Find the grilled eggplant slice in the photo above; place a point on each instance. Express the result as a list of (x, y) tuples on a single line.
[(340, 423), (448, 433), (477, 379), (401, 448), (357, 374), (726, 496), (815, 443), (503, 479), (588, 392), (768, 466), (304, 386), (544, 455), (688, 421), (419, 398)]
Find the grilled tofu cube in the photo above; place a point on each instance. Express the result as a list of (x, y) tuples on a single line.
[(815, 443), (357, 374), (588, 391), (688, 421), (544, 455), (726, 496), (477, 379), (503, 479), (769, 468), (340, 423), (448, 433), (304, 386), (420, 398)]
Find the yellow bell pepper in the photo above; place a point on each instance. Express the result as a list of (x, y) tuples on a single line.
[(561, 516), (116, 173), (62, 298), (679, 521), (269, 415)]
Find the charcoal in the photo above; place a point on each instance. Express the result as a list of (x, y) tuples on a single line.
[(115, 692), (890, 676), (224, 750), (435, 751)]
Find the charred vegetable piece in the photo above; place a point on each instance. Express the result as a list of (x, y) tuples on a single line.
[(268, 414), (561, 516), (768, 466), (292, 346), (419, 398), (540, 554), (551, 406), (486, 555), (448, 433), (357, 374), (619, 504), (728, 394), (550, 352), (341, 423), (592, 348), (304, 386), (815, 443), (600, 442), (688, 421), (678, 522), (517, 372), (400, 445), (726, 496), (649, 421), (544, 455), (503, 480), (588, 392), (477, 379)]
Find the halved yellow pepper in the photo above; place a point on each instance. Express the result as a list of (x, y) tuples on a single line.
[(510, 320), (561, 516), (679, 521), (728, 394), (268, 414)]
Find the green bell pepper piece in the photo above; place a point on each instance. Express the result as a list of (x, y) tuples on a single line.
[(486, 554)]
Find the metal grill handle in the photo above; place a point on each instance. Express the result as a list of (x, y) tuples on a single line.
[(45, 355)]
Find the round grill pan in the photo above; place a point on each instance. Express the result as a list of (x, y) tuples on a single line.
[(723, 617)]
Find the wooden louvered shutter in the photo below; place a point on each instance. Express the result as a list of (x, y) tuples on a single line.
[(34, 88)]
____________________
* [TASK BRIEF] What this exercise asks for is the data above, retyped exactly.

* [SOLUTION TO THIS PROBLEM]
Find the grilled eggplant slice in the photo above; place a point on each instance. Express the result as a list of (x, y) tuples on a single line.
[(340, 423), (448, 433), (477, 379), (401, 448), (357, 374), (726, 496), (815, 443), (503, 479), (588, 392), (768, 466), (304, 386), (544, 455), (688, 421), (419, 398)]
Find the grilled tofu cube in the photo above; place a point on each instance. Express the result as a list of (x, y) tuples on a single line.
[(815, 443), (357, 374), (588, 391), (688, 421), (544, 455), (726, 496), (477, 379), (503, 479), (769, 468), (340, 423), (448, 433), (304, 386), (420, 398)]
Find the yellow bell pepper in the photo above; place a point on each instance. Express the result as a list of (x, y) tuples on a single line.
[(561, 516), (116, 173), (62, 298), (679, 521), (269, 415)]
Find the charcoal in the photo above; place a point on each instance. Express the result as a list of (x, y) tuples on a single line.
[(115, 692), (890, 676), (224, 750), (435, 751)]
Find the charred vegetable piece in the photo above; place a point on each instance. Express the result as a list of (x, y) tuples on a single line.
[(268, 414), (561, 516), (768, 466), (292, 346), (419, 398), (540, 554), (551, 406), (486, 555), (448, 433), (357, 374), (619, 504), (728, 394), (550, 352), (341, 423), (592, 348), (304, 386), (815, 443), (600, 442), (688, 421), (678, 522), (517, 372), (400, 445), (726, 496), (649, 421), (544, 455), (503, 480), (588, 392), (477, 379)]
Find the halved yellow pepper in the photo above; place a point on each instance. Express the result as a list of (x, y) tuples on a single line.
[(510, 320), (561, 516), (679, 521), (728, 394), (268, 414)]
Find the green bell pepper piece in the photo above; place a point on each instance. Express the result as a list of (x, y) tuples on a single line.
[(486, 554)]
Find the metal grill handle in the photo above; place a point on each instance. Express the result as a list of (x, y) tuples on a single line.
[(45, 355)]
Find the round grill pan in the photo above; place a point on each instance. Express the result as a list of (x, y) tuples on a single line.
[(723, 617)]
Find the wooden louvered shutter in the photo below; place a point on each instance. Express the result as a list of (x, y) tuples on a single line.
[(34, 88)]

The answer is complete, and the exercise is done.